» **Given request 1**: According to the passage on teaching lectures, what technique does a good teaching lecture use?

» **Source passage**:
-- START --
In the teaching lecture, simple rather than complex words should be used whenever possible. The instructor should not, use substandard English or errors in grammar.

If the subject matter includes technical terms, the instructor should clearly define each one so that no learner is in doubt about its meaning. Whenever possible, the instructor should use specific rather than general words. For example, the specific words, “a leak in the fuel line” tell more than the general term “discrepancy.”

Another way the instructor can add life to the lecture is to vary his or her tone of voice and pace of speaking. In addition, using sentences of different length helps, since consistent use of short sentences results in a choppy style. On the other hand, poorly constructed long sentences are difficult to follow and can easily become tangled. To ensure clarity and variety, the instructor should normally use sentences of short and medium length.

Types of Delivery

A good teaching lecture utilizes an extemporaneous technique. The instructor speaks from a mental or written outline, but does not read or memorize the material to be presented. Because the exact words to express an idea are spontaneous, the lecture is more personalized than one that is read or spoken from memory.

If the instructor realizes from puzzled expressions that a number of learners fail to grasp an idea, that point can be further elaborated until the reactions indicate they understand. The extemporaneous presentation reflects the instructor’s personal enthusiasm and is more flexible than other methods. For these reasons, it is likely to hold the interest of the learners.

Notes used wisely can ensure accuracy, jog the memory, and dispel the fear of forgetting. They are essential for reporting complicated information, and they may help keep the lecture on track. The instructor who requires notes should use them sparingly and unobtrusively but at the same time should make no effort to hide them from the learners. [Figure 2]

Training Delivery Methods
Figure 2. Notes allow the accurate dissemination of complicated information

An informal lecture includes active learner participation. Learning is best achieved if learners participate actively in a friendly, relaxed atmosphere. The use of questions achieves active learner participation. In this way, the learners are encouraged to make contributions that supplement the lecture. However, it is the instructor’s responsibility to plan, organize, develop, and present the major portion of a lesson.

Advantages and Disadvantages of the Lecture

A lecture is a convenient way to instruct large groups. If necessary, a public address system can be used to amplify the speaker’s voice. Lectures can be used to present information that would be difficult for the learners to get in other ways, particularly if they do not have the time required for research, or if they do not have access to reference material. Lectures supplement other teaching devices and methods. A brief introductory lecture can give direction and purpose to a demonstration or prepare learners for a discussion by telling them something about the subject matter to be covered.
-- END --
» **Data to process**:
-- START --
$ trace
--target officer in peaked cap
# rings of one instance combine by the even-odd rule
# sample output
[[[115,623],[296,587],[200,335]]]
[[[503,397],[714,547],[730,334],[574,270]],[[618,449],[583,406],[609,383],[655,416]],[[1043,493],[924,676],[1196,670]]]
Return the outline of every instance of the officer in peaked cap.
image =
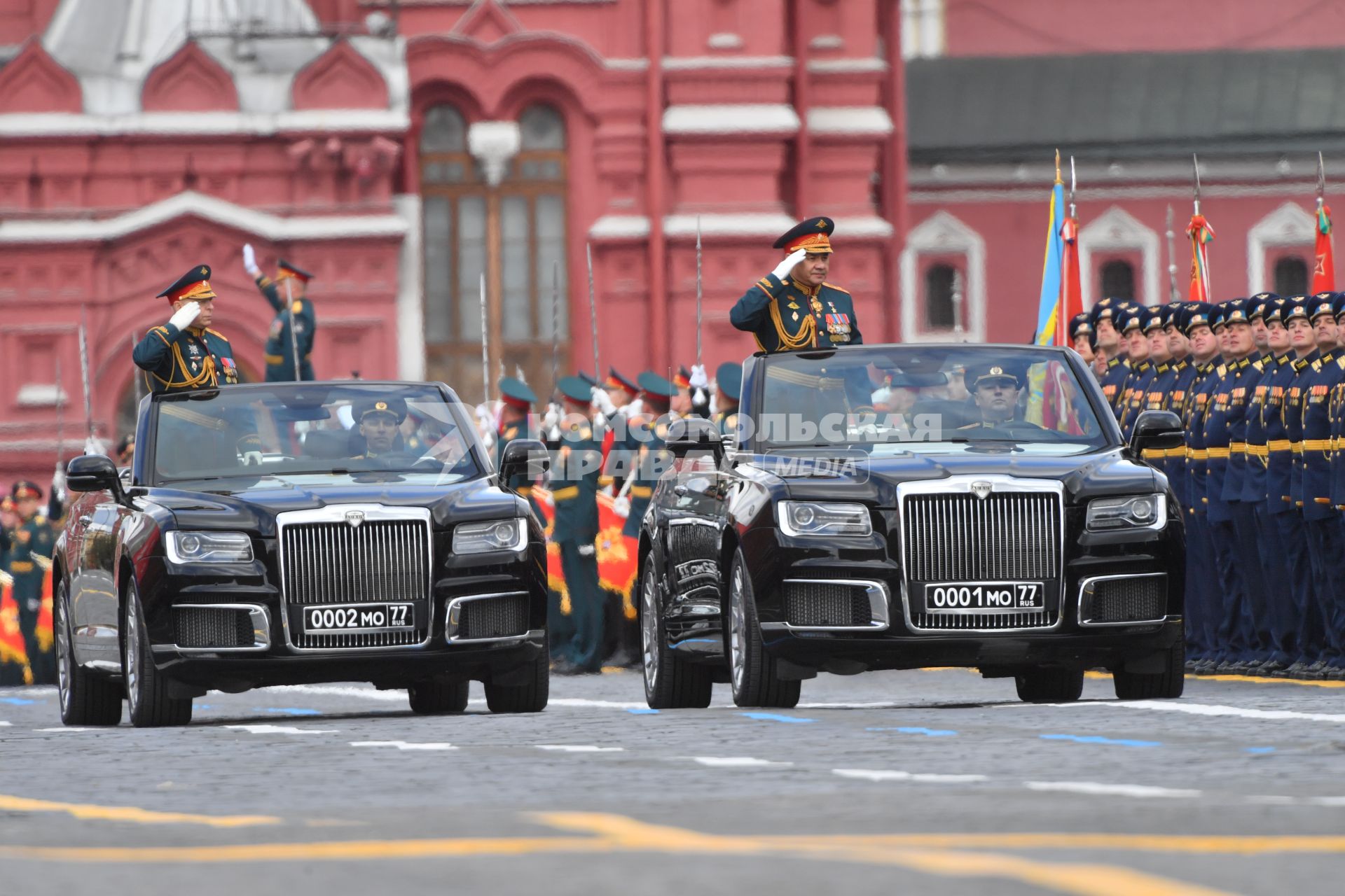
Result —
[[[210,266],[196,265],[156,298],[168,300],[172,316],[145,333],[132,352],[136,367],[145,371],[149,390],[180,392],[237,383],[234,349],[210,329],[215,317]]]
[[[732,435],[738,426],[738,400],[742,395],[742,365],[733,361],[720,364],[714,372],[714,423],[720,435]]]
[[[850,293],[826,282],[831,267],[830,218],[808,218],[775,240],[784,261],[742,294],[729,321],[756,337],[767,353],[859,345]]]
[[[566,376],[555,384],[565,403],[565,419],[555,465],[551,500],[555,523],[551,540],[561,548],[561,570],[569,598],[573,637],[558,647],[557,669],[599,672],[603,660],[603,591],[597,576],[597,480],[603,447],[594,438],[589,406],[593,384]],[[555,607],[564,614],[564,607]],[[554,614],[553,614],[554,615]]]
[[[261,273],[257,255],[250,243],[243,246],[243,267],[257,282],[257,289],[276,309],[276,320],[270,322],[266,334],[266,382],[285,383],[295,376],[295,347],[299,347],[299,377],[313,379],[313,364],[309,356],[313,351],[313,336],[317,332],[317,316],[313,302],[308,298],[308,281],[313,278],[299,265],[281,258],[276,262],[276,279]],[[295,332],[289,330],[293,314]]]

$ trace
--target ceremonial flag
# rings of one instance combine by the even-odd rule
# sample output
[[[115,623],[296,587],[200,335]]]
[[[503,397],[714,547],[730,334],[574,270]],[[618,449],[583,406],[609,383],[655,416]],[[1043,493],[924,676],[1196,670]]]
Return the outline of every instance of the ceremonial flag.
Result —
-- END --
» **Given request 2**: Collect every line of the listing above that contains the string "outline".

» **Output 1**: An extemporaneous technique.

» **Output 2**:
Return the outline of every instance of the officer in peaked cap.
Return the outline of every instance of the ceremonial flag.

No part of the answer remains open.